2.ª - Somando as características estruturais (as acções são nominativas, e a sua transmissão encontra-se estatutariamente sujeita a direito de preferência dos outros sócios ou ao consentimento da própria sociedade) à teia de relações familiares e envolvimento na vida societária, fica cabalmente demonstrado que a Sociedade da (…), S.A. é uma daquelas sociedades anónimas que, em concreto, evidenciam os traços necessários e suficientes à sua caracterização como sociedade "fechada" e de cunho marcadamente personalista, justificando-se assim a aplicação analógica do artigo 242.º do CSC aos conflitos que venham a eclodir em virtude do comportamento dos seus accionistas.».

19. Sendo que Coutinho de Abreu sustentou, ainda, tal entendimento, nos seguintes termos:

«E não custa admitir a aplicação, por analogia, e com as necessárias adaptações, do artigo 242.º (directamente aplicável às sociedades por quotas) – exclusão judicial de accionista que, “com o seu comportamento desleal ou gravemente perturbador do funcionamento da sociedade, lhe tenha causado ou possa vir a causar-lhe prejuízos relevantes.»

☆ ☆ ☆ ☆

#### [O QUE SE PEDE]
Responda às perguntas seguintes com base no excerto do documento.
(a) Segundo o excerto, como são as acções da sociedade mencionada quanto à sua forma?
(b) A que tipo de sociedades o artigo 242.º é directamente aplicável, conforme a passagem citada?
(c) Quem sustentou o entendimento transcrito no último parágrafo?

#### [DADOS FORNECIDOS]
☆ ☆ ☆ ☆

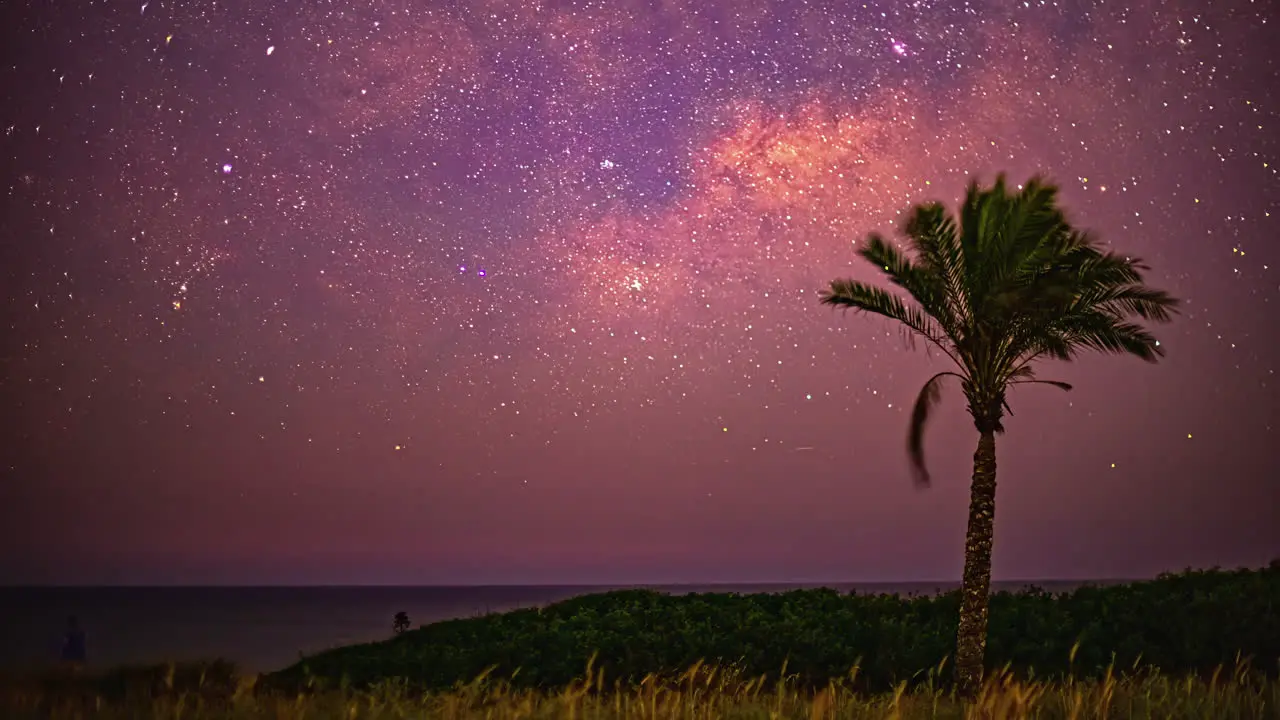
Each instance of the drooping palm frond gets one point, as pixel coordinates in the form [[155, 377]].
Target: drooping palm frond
[[924, 402], [1005, 282]]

☆ ☆ ☆ ☆

#### [RESPOSTA AO EXERCÍCIO]
(a) São nominativas.
(b) Às sociedades por quotas.
(c) Coutinho de Abreu.